This exercise calls for every line of the data below with the string "vegetation" in it.
*** Stored data
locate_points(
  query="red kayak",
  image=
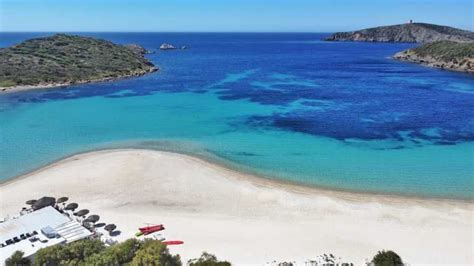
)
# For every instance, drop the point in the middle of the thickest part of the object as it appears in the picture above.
(173, 242)
(151, 229)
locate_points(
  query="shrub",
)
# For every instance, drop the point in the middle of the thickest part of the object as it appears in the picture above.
(387, 258)
(17, 259)
(207, 259)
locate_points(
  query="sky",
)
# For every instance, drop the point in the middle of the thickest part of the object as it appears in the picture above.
(227, 15)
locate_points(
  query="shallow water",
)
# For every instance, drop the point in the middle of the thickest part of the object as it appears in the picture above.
(336, 115)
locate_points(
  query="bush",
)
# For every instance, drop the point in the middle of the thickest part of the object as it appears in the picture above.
(387, 258)
(73, 253)
(17, 259)
(153, 252)
(207, 259)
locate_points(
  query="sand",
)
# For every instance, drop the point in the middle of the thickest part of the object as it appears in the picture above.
(247, 219)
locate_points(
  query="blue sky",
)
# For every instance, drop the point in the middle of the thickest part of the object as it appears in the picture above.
(227, 15)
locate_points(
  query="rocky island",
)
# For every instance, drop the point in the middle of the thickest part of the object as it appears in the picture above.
(409, 32)
(62, 59)
(443, 54)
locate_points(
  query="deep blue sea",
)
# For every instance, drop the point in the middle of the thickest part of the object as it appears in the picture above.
(287, 106)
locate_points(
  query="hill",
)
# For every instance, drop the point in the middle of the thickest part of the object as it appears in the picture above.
(409, 32)
(443, 54)
(68, 59)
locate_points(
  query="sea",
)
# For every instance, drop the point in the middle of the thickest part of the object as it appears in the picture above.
(285, 106)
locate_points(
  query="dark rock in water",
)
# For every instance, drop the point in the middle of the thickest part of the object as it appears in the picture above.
(409, 32)
(137, 49)
(444, 54)
(167, 46)
(62, 59)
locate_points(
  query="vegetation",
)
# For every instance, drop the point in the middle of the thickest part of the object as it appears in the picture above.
(207, 259)
(442, 54)
(446, 50)
(408, 32)
(94, 252)
(387, 258)
(17, 259)
(69, 59)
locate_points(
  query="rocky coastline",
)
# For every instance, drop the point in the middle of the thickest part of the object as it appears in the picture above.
(444, 55)
(63, 60)
(408, 32)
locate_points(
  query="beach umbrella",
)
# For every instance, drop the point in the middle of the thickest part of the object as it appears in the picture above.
(62, 199)
(43, 202)
(82, 212)
(92, 218)
(99, 225)
(110, 227)
(71, 206)
(30, 202)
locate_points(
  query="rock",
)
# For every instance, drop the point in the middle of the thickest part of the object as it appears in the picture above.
(409, 32)
(444, 54)
(137, 49)
(167, 46)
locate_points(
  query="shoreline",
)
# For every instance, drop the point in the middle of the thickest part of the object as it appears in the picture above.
(250, 175)
(20, 88)
(222, 211)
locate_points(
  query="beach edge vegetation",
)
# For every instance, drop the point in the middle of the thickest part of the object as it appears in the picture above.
(136, 252)
(63, 59)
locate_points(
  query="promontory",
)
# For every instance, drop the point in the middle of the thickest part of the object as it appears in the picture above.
(62, 59)
(408, 32)
(443, 54)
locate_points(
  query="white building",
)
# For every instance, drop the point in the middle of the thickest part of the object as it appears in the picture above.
(39, 229)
******
## Answer for this exercise
  query="vegetation",
  query="beach edge vegetation",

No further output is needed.